> _The task_
Count the lines in the listing below that contain the string "trunk", with case counting. Give only the number.

Location labeling records:
= = =

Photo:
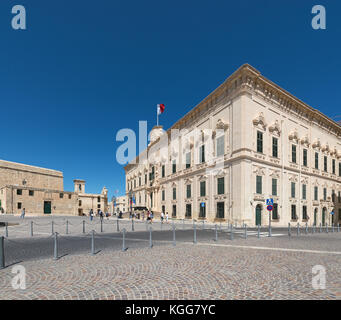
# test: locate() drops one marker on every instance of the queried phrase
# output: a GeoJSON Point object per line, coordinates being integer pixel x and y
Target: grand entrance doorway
{"type": "Point", "coordinates": [324, 212]}
{"type": "Point", "coordinates": [258, 215]}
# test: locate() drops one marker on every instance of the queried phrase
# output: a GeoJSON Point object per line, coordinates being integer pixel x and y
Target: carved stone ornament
{"type": "Point", "coordinates": [316, 143]}
{"type": "Point", "coordinates": [293, 135]}
{"type": "Point", "coordinates": [260, 120]}
{"type": "Point", "coordinates": [275, 128]}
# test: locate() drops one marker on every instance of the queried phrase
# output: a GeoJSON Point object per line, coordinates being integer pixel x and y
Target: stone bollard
{"type": "Point", "coordinates": [195, 232]}
{"type": "Point", "coordinates": [124, 248]}
{"type": "Point", "coordinates": [150, 238]}
{"type": "Point", "coordinates": [55, 251]}
{"type": "Point", "coordinates": [93, 242]}
{"type": "Point", "coordinates": [2, 252]}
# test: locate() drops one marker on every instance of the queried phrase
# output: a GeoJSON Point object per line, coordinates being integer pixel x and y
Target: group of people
{"type": "Point", "coordinates": [99, 213]}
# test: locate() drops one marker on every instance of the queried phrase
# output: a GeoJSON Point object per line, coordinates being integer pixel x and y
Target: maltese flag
{"type": "Point", "coordinates": [160, 108]}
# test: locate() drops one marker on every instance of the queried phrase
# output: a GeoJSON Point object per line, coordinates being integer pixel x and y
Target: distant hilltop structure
{"type": "Point", "coordinates": [41, 192]}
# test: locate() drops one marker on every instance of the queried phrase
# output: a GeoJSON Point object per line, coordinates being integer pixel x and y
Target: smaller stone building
{"type": "Point", "coordinates": [88, 201]}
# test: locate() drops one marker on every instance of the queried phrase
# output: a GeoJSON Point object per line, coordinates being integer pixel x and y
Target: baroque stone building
{"type": "Point", "coordinates": [41, 191]}
{"type": "Point", "coordinates": [249, 140]}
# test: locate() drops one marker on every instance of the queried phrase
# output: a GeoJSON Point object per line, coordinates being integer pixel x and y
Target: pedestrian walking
{"type": "Point", "coordinates": [23, 212]}
{"type": "Point", "coordinates": [100, 212]}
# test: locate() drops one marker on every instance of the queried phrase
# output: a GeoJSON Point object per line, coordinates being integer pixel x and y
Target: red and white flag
{"type": "Point", "coordinates": [160, 108]}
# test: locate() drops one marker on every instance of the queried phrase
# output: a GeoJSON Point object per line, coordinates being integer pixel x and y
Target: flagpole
{"type": "Point", "coordinates": [157, 117]}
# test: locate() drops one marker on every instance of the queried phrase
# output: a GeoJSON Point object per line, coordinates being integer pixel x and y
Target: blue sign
{"type": "Point", "coordinates": [269, 202]}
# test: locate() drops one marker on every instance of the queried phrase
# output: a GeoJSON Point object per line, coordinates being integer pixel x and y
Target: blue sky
{"type": "Point", "coordinates": [85, 69]}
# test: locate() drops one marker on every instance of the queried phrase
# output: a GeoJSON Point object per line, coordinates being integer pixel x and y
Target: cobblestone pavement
{"type": "Point", "coordinates": [267, 268]}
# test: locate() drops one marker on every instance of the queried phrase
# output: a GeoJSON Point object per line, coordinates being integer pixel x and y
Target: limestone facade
{"type": "Point", "coordinates": [253, 141]}
{"type": "Point", "coordinates": [40, 191]}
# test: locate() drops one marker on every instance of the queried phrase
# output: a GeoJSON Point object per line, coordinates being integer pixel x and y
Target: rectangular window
{"type": "Point", "coordinates": [203, 189]}
{"type": "Point", "coordinates": [221, 185]}
{"type": "Point", "coordinates": [304, 191]}
{"type": "Point", "coordinates": [274, 147]}
{"type": "Point", "coordinates": [293, 212]}
{"type": "Point", "coordinates": [220, 210]}
{"type": "Point", "coordinates": [174, 211]}
{"type": "Point", "coordinates": [316, 193]}
{"type": "Point", "coordinates": [293, 189]}
{"type": "Point", "coordinates": [202, 154]}
{"type": "Point", "coordinates": [275, 212]}
{"type": "Point", "coordinates": [305, 157]}
{"type": "Point", "coordinates": [259, 142]}
{"type": "Point", "coordinates": [304, 213]}
{"type": "Point", "coordinates": [188, 160]}
{"type": "Point", "coordinates": [188, 210]}
{"type": "Point", "coordinates": [316, 160]}
{"type": "Point", "coordinates": [274, 187]}
{"type": "Point", "coordinates": [220, 146]}
{"type": "Point", "coordinates": [259, 184]}
{"type": "Point", "coordinates": [325, 167]}
{"type": "Point", "coordinates": [202, 210]}
{"type": "Point", "coordinates": [293, 153]}
{"type": "Point", "coordinates": [188, 191]}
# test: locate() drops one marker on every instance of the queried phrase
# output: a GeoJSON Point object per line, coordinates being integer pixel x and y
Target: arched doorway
{"type": "Point", "coordinates": [315, 217]}
{"type": "Point", "coordinates": [324, 212]}
{"type": "Point", "coordinates": [258, 215]}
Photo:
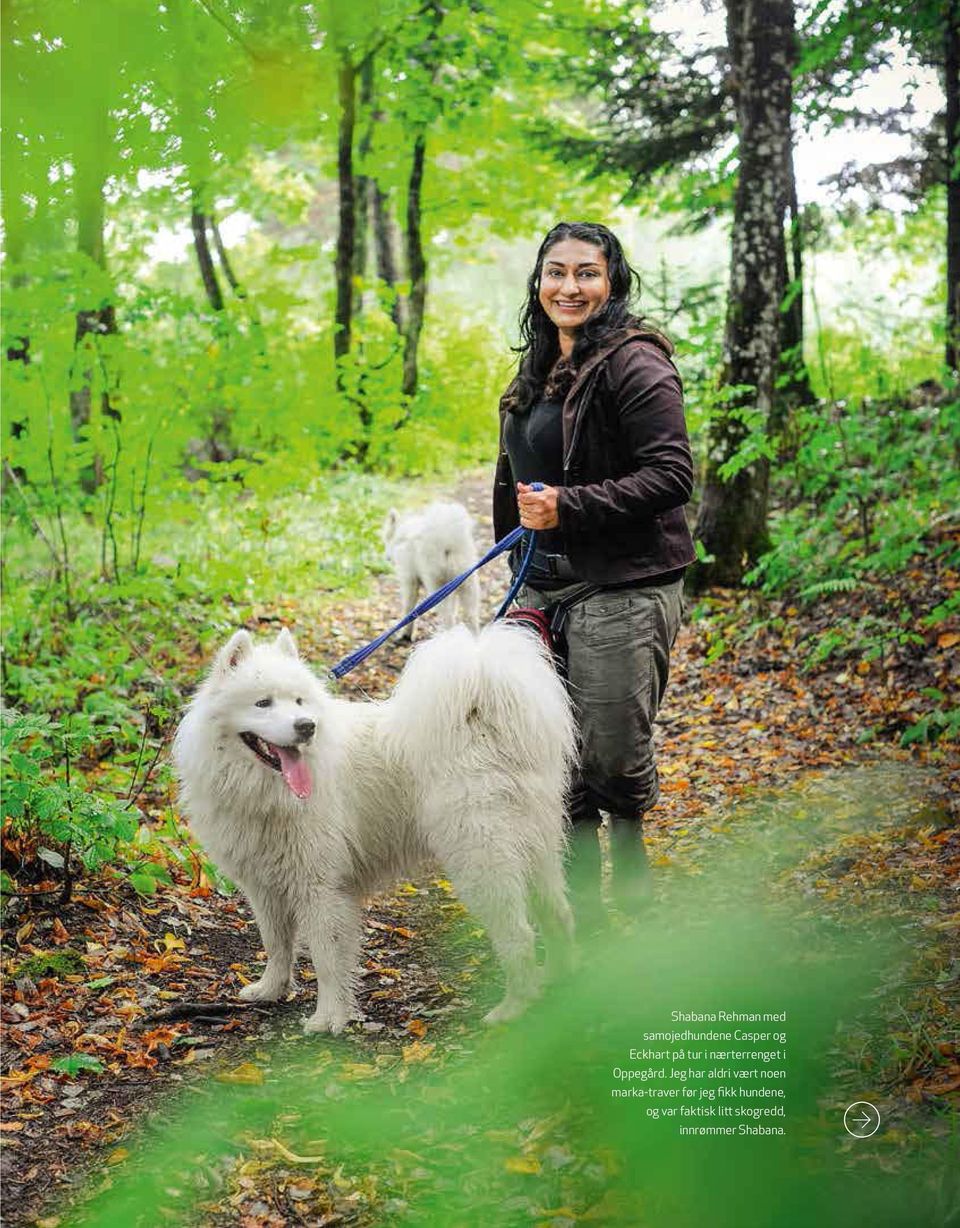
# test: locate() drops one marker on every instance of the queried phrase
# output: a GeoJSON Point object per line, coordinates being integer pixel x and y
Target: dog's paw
{"type": "Point", "coordinates": [332, 1018]}
{"type": "Point", "coordinates": [265, 991]}
{"type": "Point", "coordinates": [510, 1008]}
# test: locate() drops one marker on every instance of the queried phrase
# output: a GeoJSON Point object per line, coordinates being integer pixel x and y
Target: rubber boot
{"type": "Point", "coordinates": [584, 874]}
{"type": "Point", "coordinates": [631, 879]}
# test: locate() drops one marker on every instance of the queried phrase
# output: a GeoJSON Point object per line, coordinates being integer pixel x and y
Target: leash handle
{"type": "Point", "coordinates": [529, 539]}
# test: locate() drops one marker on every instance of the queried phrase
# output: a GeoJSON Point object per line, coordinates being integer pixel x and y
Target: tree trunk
{"type": "Point", "coordinates": [794, 377]}
{"type": "Point", "coordinates": [362, 183]}
{"type": "Point", "coordinates": [386, 257]}
{"type": "Point", "coordinates": [204, 259]}
{"type": "Point", "coordinates": [416, 268]}
{"type": "Point", "coordinates": [952, 89]}
{"type": "Point", "coordinates": [732, 522]}
{"type": "Point", "coordinates": [232, 280]}
{"type": "Point", "coordinates": [345, 238]}
{"type": "Point", "coordinates": [100, 321]}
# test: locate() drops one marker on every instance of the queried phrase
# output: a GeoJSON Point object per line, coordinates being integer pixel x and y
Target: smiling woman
{"type": "Point", "coordinates": [596, 415]}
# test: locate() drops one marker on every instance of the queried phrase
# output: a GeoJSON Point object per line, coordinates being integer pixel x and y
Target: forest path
{"type": "Point", "coordinates": [749, 722]}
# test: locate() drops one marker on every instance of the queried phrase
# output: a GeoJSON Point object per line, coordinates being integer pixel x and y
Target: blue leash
{"type": "Point", "coordinates": [357, 657]}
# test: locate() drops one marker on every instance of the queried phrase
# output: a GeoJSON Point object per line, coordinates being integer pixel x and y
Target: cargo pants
{"type": "Point", "coordinates": [618, 653]}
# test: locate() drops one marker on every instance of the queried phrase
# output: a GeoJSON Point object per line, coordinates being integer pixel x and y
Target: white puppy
{"type": "Point", "coordinates": [312, 803]}
{"type": "Point", "coordinates": [429, 548]}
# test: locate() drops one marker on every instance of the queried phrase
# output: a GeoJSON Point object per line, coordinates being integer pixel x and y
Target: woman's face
{"type": "Point", "coordinates": [573, 283]}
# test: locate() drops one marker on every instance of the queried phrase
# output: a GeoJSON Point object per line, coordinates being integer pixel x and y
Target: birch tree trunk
{"type": "Point", "coordinates": [952, 89]}
{"type": "Point", "coordinates": [346, 231]}
{"type": "Point", "coordinates": [416, 267]}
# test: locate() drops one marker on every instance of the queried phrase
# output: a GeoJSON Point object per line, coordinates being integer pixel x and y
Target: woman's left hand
{"type": "Point", "coordinates": [538, 507]}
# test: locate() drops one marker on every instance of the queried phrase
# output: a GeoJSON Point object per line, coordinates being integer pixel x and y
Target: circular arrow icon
{"type": "Point", "coordinates": [862, 1119]}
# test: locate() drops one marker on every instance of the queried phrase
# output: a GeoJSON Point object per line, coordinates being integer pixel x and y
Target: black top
{"type": "Point", "coordinates": [534, 443]}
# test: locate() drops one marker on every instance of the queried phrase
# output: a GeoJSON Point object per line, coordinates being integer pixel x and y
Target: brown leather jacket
{"type": "Point", "coordinates": [627, 469]}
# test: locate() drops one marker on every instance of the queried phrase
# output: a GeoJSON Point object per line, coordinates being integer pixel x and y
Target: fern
{"type": "Point", "coordinates": [840, 585]}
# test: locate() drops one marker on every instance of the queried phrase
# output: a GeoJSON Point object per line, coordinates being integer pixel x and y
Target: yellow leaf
{"type": "Point", "coordinates": [418, 1053]}
{"type": "Point", "coordinates": [522, 1164]}
{"type": "Point", "coordinates": [246, 1073]}
{"type": "Point", "coordinates": [355, 1071]}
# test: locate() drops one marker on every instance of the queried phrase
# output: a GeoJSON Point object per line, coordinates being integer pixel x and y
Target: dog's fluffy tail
{"type": "Point", "coordinates": [494, 696]}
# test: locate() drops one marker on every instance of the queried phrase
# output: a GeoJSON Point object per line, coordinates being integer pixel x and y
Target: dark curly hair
{"type": "Point", "coordinates": [541, 371]}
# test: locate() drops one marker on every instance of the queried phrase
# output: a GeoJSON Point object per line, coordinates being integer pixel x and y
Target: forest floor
{"type": "Point", "coordinates": [103, 980]}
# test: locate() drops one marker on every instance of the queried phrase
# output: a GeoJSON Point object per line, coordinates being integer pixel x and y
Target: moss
{"type": "Point", "coordinates": [60, 963]}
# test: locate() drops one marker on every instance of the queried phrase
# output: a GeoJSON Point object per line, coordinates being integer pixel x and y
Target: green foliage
{"type": "Point", "coordinates": [52, 963]}
{"type": "Point", "coordinates": [864, 485]}
{"type": "Point", "coordinates": [77, 1062]}
{"type": "Point", "coordinates": [47, 804]}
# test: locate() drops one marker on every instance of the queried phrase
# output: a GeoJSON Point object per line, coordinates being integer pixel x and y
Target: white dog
{"type": "Point", "coordinates": [311, 803]}
{"type": "Point", "coordinates": [429, 548]}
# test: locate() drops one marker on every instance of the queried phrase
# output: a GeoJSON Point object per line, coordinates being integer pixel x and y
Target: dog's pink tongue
{"type": "Point", "coordinates": [295, 770]}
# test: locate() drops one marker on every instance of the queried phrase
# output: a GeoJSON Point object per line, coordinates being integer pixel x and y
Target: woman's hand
{"type": "Point", "coordinates": [538, 507]}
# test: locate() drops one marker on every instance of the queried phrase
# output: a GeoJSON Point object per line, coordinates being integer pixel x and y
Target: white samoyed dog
{"type": "Point", "coordinates": [311, 802]}
{"type": "Point", "coordinates": [429, 548]}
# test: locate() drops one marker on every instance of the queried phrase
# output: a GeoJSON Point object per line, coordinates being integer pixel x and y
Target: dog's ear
{"type": "Point", "coordinates": [286, 644]}
{"type": "Point", "coordinates": [236, 650]}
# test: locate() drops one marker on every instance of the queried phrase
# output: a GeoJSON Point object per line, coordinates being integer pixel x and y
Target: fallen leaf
{"type": "Point", "coordinates": [522, 1164]}
{"type": "Point", "coordinates": [246, 1073]}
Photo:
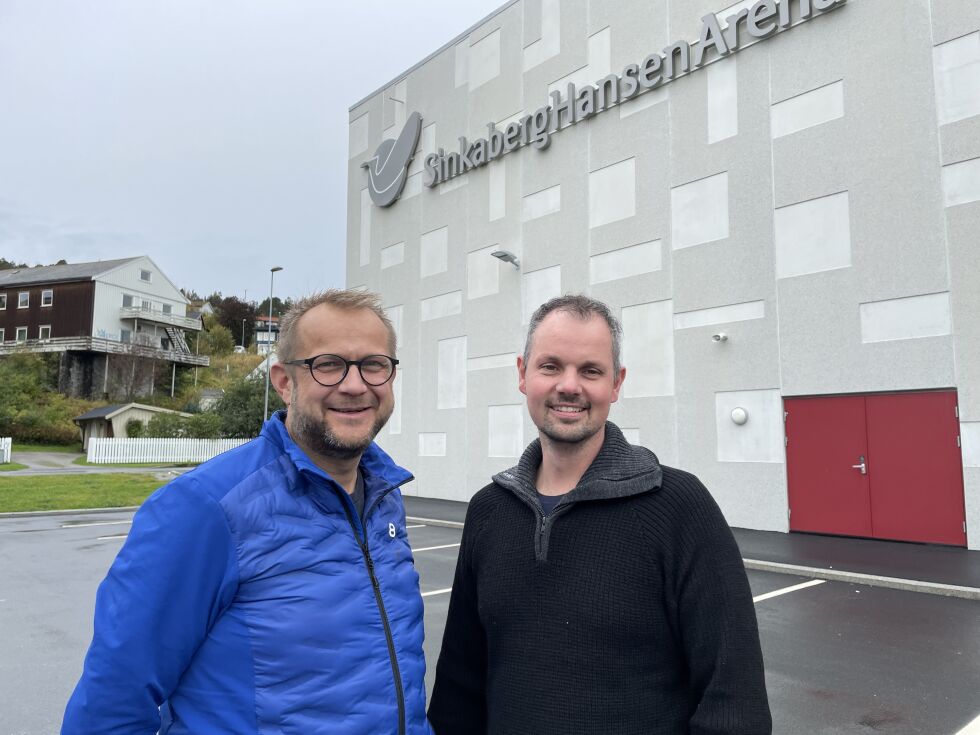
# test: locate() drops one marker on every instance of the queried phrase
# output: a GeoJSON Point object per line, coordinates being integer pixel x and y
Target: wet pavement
{"type": "Point", "coordinates": [840, 657]}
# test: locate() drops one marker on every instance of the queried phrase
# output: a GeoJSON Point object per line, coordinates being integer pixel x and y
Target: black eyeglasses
{"type": "Point", "coordinates": [330, 370]}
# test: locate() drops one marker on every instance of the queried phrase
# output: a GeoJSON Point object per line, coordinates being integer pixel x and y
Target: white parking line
{"type": "Point", "coordinates": [972, 729]}
{"type": "Point", "coordinates": [433, 548]}
{"type": "Point", "coordinates": [785, 590]}
{"type": "Point", "coordinates": [94, 523]}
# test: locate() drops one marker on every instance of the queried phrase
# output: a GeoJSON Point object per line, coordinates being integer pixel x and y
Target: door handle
{"type": "Point", "coordinates": [863, 466]}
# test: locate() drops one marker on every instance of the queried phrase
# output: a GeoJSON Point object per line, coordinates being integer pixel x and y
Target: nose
{"type": "Point", "coordinates": [568, 381]}
{"type": "Point", "coordinates": [352, 383]}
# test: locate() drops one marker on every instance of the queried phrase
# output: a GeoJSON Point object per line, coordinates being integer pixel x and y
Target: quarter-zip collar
{"type": "Point", "coordinates": [619, 470]}
{"type": "Point", "coordinates": [379, 470]}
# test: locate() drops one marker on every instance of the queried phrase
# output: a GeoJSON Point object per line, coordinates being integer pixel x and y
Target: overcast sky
{"type": "Point", "coordinates": [210, 135]}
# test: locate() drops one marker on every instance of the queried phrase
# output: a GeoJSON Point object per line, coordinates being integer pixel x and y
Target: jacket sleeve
{"type": "Point", "coordinates": [716, 619]}
{"type": "Point", "coordinates": [173, 577]}
{"type": "Point", "coordinates": [458, 704]}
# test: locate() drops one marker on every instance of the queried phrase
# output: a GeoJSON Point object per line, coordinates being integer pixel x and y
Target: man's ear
{"type": "Point", "coordinates": [618, 383]}
{"type": "Point", "coordinates": [282, 381]}
{"type": "Point", "coordinates": [521, 368]}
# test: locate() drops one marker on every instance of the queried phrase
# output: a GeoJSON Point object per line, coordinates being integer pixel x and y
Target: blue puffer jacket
{"type": "Point", "coordinates": [244, 602]}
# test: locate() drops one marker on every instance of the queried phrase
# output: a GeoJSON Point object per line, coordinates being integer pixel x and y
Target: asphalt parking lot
{"type": "Point", "coordinates": [840, 658]}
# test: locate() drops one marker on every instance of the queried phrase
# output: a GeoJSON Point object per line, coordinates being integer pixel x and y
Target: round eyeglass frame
{"type": "Point", "coordinates": [309, 361]}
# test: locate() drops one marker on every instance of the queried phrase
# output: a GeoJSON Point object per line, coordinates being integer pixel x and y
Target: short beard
{"type": "Point", "coordinates": [580, 435]}
{"type": "Point", "coordinates": [315, 435]}
{"type": "Point", "coordinates": [553, 430]}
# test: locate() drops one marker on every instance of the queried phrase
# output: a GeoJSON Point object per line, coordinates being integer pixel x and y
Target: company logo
{"type": "Point", "coordinates": [388, 168]}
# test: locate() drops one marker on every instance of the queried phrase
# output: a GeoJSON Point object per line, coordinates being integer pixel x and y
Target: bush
{"type": "Point", "coordinates": [205, 425]}
{"type": "Point", "coordinates": [240, 408]}
{"type": "Point", "coordinates": [31, 411]}
{"type": "Point", "coordinates": [166, 426]}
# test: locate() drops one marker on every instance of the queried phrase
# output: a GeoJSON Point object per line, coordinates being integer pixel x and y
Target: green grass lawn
{"type": "Point", "coordinates": [83, 461]}
{"type": "Point", "coordinates": [67, 449]}
{"type": "Point", "coordinates": [65, 492]}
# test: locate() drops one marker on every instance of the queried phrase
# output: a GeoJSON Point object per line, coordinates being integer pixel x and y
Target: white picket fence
{"type": "Point", "coordinates": [119, 451]}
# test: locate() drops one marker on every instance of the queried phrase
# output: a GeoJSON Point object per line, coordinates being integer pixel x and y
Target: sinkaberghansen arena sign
{"type": "Point", "coordinates": [744, 28]}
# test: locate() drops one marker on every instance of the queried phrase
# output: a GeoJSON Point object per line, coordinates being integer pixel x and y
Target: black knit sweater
{"type": "Point", "coordinates": [627, 610]}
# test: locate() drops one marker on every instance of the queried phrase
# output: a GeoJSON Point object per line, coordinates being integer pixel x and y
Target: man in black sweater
{"type": "Point", "coordinates": [596, 591]}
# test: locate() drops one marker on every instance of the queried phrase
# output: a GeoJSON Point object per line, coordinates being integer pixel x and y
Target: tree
{"type": "Point", "coordinates": [234, 313]}
{"type": "Point", "coordinates": [31, 409]}
{"type": "Point", "coordinates": [279, 307]}
{"type": "Point", "coordinates": [241, 407]}
{"type": "Point", "coordinates": [204, 425]}
{"type": "Point", "coordinates": [217, 339]}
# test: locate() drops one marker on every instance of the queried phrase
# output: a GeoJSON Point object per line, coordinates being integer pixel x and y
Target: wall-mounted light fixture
{"type": "Point", "coordinates": [739, 415]}
{"type": "Point", "coordinates": [507, 257]}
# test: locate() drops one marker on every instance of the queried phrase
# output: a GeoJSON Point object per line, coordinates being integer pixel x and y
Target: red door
{"type": "Point", "coordinates": [825, 437]}
{"type": "Point", "coordinates": [885, 466]}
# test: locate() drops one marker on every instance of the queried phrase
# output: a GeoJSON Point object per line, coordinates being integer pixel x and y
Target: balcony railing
{"type": "Point", "coordinates": [107, 346]}
{"type": "Point", "coordinates": [159, 317]}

= = =

> _Task answer_
2